Albo and Nager will team up with physicians from Kaiser Permanente and Balboa
Naval Hospital to be a part of this national urinary incontinence treatment
network. The other centers include University of Pittsburgh, University
of Texas, Southwestern, University of Maryland, University of Utah, University
of Texas, San Antonio, Royal Beaumont Hospital in Detroit, Loyola University
in Chicago, and the University of Alabama.
Locally
and nationally, these consortiums will allow medical centers to build a
database of incontinence patients to determine the most effective means of
evaluating and treating patients with urinary incontinence, and to establish
national standards.
There
are several types of incontinence, which are: stress incontinence, urge
incontinence and overflow incontinence. For all types of the disorder, there
are various behavior modifications as well as minimally invasive surgical
therapies. Assessing which therapies work best for which type of incontinence
is a main objective of the Urinary Incontinence Treatment Network.
The
first randomized prospective study this network will perform is assessing the
treatment results of two gold-surgical therapies for stress urinary
incontinence - the Burch colpususpension and the Pubo-vaginal Sling.
“Research
in this area has been hindered by lack of uniformity,” Dr. Albo said.
“Individual physicians have reported their own results which often could not
be compared to other physicians’ results due to inconsistent definitions,
methods of evaluations and lack of standardization.
“This
grant will create a network of physicians who are all performing evaluations,
procedures and follow-up in the same manner,” Dr. Albo added. “It will
allow us to compare patients with similar types of incontinence all across the
country and figure out what works best.”
Additionally,
the physicians hope this grant will aid them in bringing this treatable
disorder to the forefront of medical and public discussion. They say too many
women become socially isolated because of urinary incontinence due to
embarrassment and not knowing that there are treatments available.
Drs.
Albo and Nager have been working to increase the awareness and treatment of
urinary incontinence. In 1999, the physicians created the UCSD Women’s
Continence Center, a collaborative program between the UCSD Division of
Urology and Department of Reproductive Medicine. The UCSD Women’s Continence
Center is a comprehensive, multidisciplinary center of excellence for the
diagnosis and management of urinary incontinence in women.
····················
Task to complete
Can you copy the full text about the Urinary Incontinence Treatment Network, word for word?

Data section
····················
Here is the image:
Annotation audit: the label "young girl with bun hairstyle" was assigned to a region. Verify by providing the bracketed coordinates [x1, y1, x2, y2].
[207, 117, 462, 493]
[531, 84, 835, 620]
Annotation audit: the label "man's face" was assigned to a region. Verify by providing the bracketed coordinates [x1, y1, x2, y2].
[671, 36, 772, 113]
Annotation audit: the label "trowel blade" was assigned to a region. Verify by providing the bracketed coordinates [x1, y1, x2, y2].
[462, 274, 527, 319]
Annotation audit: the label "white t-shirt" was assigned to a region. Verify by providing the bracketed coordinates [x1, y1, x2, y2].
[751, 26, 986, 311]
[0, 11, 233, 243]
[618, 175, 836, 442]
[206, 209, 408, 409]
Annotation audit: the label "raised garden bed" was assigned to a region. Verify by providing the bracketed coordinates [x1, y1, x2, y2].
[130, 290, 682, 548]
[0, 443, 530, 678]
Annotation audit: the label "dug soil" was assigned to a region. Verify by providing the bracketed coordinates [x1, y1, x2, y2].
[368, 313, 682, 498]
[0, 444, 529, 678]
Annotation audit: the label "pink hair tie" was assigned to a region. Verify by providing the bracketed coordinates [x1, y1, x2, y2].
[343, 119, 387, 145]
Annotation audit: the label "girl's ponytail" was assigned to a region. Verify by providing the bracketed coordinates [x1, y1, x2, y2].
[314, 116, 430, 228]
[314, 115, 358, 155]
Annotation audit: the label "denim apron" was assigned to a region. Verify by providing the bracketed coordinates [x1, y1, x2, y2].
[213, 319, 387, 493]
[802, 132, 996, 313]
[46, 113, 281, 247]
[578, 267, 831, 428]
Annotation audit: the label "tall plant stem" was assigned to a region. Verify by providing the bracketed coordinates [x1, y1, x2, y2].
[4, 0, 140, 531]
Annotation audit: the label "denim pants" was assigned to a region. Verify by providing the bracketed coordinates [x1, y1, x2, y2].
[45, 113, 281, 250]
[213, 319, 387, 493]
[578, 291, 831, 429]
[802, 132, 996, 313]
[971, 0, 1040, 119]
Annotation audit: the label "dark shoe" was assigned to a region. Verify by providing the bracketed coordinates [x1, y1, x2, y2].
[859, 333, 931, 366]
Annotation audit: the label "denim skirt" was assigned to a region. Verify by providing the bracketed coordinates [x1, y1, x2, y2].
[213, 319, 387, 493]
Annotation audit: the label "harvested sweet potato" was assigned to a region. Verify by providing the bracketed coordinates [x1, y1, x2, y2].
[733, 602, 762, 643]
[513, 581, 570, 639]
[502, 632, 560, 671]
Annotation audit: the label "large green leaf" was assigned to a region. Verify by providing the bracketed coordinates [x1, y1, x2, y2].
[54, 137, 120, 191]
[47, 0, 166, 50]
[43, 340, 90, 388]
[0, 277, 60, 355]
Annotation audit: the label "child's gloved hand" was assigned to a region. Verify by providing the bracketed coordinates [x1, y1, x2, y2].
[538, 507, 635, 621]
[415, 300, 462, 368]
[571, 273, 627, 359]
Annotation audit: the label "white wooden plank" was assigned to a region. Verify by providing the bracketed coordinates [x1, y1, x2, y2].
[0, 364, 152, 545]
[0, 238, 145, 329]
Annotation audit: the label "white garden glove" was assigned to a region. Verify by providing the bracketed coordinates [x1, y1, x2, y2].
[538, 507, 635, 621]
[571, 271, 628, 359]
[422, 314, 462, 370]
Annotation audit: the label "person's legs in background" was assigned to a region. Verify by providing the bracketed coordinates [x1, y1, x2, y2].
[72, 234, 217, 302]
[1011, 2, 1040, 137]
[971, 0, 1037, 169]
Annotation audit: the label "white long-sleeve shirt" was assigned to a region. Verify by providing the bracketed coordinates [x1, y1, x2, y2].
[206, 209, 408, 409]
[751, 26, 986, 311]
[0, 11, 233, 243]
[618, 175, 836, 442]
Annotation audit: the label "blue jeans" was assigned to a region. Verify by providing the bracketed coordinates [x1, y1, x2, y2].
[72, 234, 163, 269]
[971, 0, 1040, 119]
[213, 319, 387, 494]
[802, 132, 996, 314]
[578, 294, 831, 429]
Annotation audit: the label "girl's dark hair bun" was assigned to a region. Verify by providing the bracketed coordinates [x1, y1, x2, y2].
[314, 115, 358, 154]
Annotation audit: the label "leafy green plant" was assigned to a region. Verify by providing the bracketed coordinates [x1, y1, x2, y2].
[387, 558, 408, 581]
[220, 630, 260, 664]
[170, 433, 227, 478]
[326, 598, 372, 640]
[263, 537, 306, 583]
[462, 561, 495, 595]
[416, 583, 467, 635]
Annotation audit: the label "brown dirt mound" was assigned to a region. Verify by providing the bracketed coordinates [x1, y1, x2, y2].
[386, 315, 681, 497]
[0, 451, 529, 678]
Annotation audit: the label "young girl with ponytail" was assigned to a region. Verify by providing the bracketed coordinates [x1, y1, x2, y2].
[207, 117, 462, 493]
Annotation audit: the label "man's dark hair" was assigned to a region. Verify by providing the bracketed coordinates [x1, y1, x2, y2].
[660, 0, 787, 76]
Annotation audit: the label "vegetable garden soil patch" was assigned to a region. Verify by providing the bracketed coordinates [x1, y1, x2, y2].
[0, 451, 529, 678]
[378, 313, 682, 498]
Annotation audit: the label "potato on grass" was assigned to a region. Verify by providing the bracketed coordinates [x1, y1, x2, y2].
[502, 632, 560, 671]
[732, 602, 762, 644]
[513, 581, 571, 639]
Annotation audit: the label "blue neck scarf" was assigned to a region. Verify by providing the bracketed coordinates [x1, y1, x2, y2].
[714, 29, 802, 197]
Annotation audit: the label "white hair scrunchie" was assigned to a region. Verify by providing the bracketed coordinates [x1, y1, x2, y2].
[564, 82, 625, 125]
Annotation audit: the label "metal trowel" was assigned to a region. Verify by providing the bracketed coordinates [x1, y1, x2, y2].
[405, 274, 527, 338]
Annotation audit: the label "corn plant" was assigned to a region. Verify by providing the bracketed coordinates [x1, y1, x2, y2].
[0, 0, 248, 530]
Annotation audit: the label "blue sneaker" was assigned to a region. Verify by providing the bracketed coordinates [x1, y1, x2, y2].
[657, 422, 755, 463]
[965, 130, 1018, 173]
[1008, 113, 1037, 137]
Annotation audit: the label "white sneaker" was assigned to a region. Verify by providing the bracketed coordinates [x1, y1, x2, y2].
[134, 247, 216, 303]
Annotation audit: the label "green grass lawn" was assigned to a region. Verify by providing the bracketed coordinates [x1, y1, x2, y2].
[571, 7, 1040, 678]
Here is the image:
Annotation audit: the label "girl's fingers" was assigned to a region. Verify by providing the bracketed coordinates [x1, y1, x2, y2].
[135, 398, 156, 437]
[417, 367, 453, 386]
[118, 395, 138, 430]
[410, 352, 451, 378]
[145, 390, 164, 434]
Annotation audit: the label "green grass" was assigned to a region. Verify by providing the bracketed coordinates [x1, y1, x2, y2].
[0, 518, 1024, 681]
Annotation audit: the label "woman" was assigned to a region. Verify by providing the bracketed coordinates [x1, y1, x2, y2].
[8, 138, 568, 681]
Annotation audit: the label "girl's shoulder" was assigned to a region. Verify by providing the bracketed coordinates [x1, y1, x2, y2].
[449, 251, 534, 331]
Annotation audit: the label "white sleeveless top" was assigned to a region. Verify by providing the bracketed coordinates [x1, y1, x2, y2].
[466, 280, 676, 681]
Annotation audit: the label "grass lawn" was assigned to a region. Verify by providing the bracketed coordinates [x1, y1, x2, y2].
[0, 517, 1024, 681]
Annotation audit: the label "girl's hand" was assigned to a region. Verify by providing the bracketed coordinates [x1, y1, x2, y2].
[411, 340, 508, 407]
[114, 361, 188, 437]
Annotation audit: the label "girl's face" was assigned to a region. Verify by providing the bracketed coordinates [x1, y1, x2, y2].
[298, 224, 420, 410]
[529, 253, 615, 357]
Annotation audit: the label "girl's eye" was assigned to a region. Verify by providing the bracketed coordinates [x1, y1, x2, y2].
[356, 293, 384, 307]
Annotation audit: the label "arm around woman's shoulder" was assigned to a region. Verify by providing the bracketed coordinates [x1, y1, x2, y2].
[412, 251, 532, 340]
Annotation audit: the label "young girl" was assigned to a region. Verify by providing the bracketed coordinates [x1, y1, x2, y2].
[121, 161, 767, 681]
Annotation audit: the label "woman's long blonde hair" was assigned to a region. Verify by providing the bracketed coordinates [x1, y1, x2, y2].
····················
Solved exercise
Albo and Nager will team up with physicians from Kaiser Permanente and Balboa
Naval Hospital to be a part of this national urinary incontinence treatment
network. The other centers include University of Pittsburgh, University
of Texas, Southwestern, University of Maryland, University of Utah, University
of Texas, San Antonio, Royal Beaumont Hospital in Detroit, Loyola University
in Chicago, and the University of Alabama.
Locally
and nationally, these consortiums will allow medical centers to build a
database of incontinence patients to determine the most effective means of
evaluating and treating patients with urinary incontinence, and to establish
national standards.
There
are several types of incontinence, which are: stress incontinence, urge
incontinence and overflow incontinence. For all types of the disorder, there
are various behavior modifications as well as minimally invasive surgical
therapies. Assessing which therapies work best for which type of incontinence
is a main objective of the Urinary Incontinence Treatment Network.
The
first randomized prospective study this network will perform is assessing the
treatment results of two gold-surgical therapies for stress urinary
incontinence - the Burch colpususpension and the Pubo-vaginal Sling.
“Research
in this area has been hindered by lack of uniformity,” Dr. Albo said.
“Individual physicians have reported their own results which often could not
be compared to other physicians’ results due to inconsistent definitions,
methods of evaluations and lack of standardization.
“This
grant will create a network of physicians who are all performing evaluations,
procedures and follow-up in the same manner,” Dr. Albo added. “It will
allow us to compare patients with similar types of incontinence all across the
country and figure out what works best.”
Additionally,
the physicians hope this grant will aid them in bringing this treatable
disorder to the forefront of medical and public discussion. They say too many
women become socially isolated because of urinary incontinence due to
embarrassment and not knowing that there are treatments available.
Drs.
Albo and Nager have been working to increase the awareness and treatment of
urinary incontinence. In 1999, the physicians created the UCSD Women’s
Continence Center, a collaborative program between the UCSD Division of
Urology and Department of Reproductive Medicine. The UCSD Women’s Continence
Center is a comprehensive, multidisciplinary center of excellence for the
diagnosis and management of urinary incontinence in women.